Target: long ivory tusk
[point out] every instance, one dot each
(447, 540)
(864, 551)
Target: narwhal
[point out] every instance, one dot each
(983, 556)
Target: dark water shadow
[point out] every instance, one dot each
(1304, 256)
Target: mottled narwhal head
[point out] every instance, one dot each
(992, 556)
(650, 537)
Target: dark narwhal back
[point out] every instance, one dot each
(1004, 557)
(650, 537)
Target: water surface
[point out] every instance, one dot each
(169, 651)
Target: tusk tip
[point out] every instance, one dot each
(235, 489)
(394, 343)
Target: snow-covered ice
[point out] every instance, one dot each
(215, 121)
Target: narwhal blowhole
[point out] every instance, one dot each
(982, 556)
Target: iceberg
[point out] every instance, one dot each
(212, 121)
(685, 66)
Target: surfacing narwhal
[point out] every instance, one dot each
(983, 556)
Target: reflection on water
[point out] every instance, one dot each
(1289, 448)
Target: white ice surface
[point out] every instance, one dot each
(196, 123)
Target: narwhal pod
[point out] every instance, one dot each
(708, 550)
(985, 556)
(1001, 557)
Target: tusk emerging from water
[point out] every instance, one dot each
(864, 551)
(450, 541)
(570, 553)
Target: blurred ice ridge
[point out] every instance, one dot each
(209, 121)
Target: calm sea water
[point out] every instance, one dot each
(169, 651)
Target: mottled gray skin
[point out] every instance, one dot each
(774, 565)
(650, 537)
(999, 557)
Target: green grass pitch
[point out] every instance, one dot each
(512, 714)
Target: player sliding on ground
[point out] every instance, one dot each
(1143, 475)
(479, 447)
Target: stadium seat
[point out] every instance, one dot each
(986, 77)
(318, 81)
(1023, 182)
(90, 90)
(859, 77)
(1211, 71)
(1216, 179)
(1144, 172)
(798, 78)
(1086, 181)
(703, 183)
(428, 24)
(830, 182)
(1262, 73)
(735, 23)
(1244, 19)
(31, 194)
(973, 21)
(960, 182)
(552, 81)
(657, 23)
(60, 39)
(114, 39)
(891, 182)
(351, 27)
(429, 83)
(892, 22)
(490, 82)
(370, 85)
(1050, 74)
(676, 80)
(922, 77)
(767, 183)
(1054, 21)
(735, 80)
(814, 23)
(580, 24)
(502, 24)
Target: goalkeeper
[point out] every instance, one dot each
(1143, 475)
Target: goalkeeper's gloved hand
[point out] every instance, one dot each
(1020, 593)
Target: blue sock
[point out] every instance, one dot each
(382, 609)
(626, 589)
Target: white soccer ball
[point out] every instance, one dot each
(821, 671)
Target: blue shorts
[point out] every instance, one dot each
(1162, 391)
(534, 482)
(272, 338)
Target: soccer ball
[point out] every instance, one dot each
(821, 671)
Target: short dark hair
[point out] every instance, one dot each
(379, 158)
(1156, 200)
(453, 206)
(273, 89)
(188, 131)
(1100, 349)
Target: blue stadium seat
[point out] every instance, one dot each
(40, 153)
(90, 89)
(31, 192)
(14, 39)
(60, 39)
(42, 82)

○ ○ ○

■ WORK TO DO: Print the whole listing again, exactly.

■ RESULT OF THE EXERCISE:
Target: long ivory tusk
[point out] every instance, one dot each
(447, 540)
(864, 551)
Target: narwhal
[point out] every instance, one dot each
(983, 556)
Target: dark water shadow
[point out] every instance, one dot each
(1304, 256)
Target: mottled narwhal head
[point out] every instance, one dot each
(992, 556)
(650, 537)
Target: dark narwhal back
[point out] every instance, one dot each
(1004, 557)
(650, 537)
Target: water surface
[point out] every instance, one dot each
(169, 651)
Target: tusk tip
[point out] every instance, one dot each
(235, 489)
(394, 343)
Target: snow-covered ice
[point out] every instance, one dot each
(215, 121)
Target: narwhal blowhole
[point out] every instance, one dot each
(982, 556)
Target: iceberg
[point out] every instance, one dot each
(212, 121)
(685, 66)
Target: surfacing narwhal
[point out] every instance, one dot each
(983, 556)
Target: reflection on water
[point out] every instance, one dot each
(1289, 448)
Target: white ice surface
[point out] every instance, one dot each
(196, 123)
Target: narwhal pod
[point out] every instance, one dot each
(708, 550)
(985, 556)
(1001, 557)
Target: tusk emerging from water
[point out] every instance, one dot each
(864, 551)
(450, 541)
(570, 553)
Target: blurred ice ridge
[point out] every instance, one dot each
(209, 121)
Target: calm sea water
[point out] every instance, one dot each
(169, 651)
Target: mottled gray skin
[point out] every instance, one dot each
(774, 565)
(650, 537)
(999, 557)
Target: green grass pitch
[point out] every instance, one dot each
(512, 714)
Target: player sliding on ground
[point out] every instance, one dot each
(1143, 475)
(479, 447)
Target: stadium seat
[point out] every instance, one dot each
(986, 77)
(318, 81)
(1023, 182)
(90, 90)
(859, 77)
(1211, 71)
(1216, 179)
(1144, 172)
(798, 78)
(1086, 181)
(703, 183)
(428, 24)
(830, 182)
(1262, 73)
(735, 23)
(1244, 19)
(31, 194)
(973, 21)
(960, 182)
(552, 81)
(657, 23)
(60, 39)
(114, 39)
(891, 182)
(351, 27)
(429, 83)
(892, 22)
(490, 82)
(370, 85)
(1050, 74)
(676, 80)
(922, 77)
(767, 183)
(1054, 21)
(735, 80)
(814, 23)
(580, 24)
(502, 24)
Target: goalkeeper
[point out] every instance, one dot each
(1143, 475)
Target: goalkeeper's gloved hand
[point out] every instance, one dot each
(1020, 593)
Target: blue sock
[point out] every instance, one dot each
(382, 609)
(626, 589)
Target: white soccer ball
[point out] every instance, one dot each
(821, 671)
Target: blue shorts
[point out] every instance, one dot each
(1162, 391)
(534, 482)
(272, 338)
Target: soccer ball
[point out] every instance, one dot each
(821, 671)
Target: short dark hair
[point out] every instance, one dot each
(379, 158)
(1156, 200)
(453, 206)
(273, 89)
(188, 131)
(1100, 349)
Target: blue stadium seat
[point out] every instance, one dot each
(40, 153)
(90, 89)
(31, 192)
(14, 39)
(60, 39)
(42, 82)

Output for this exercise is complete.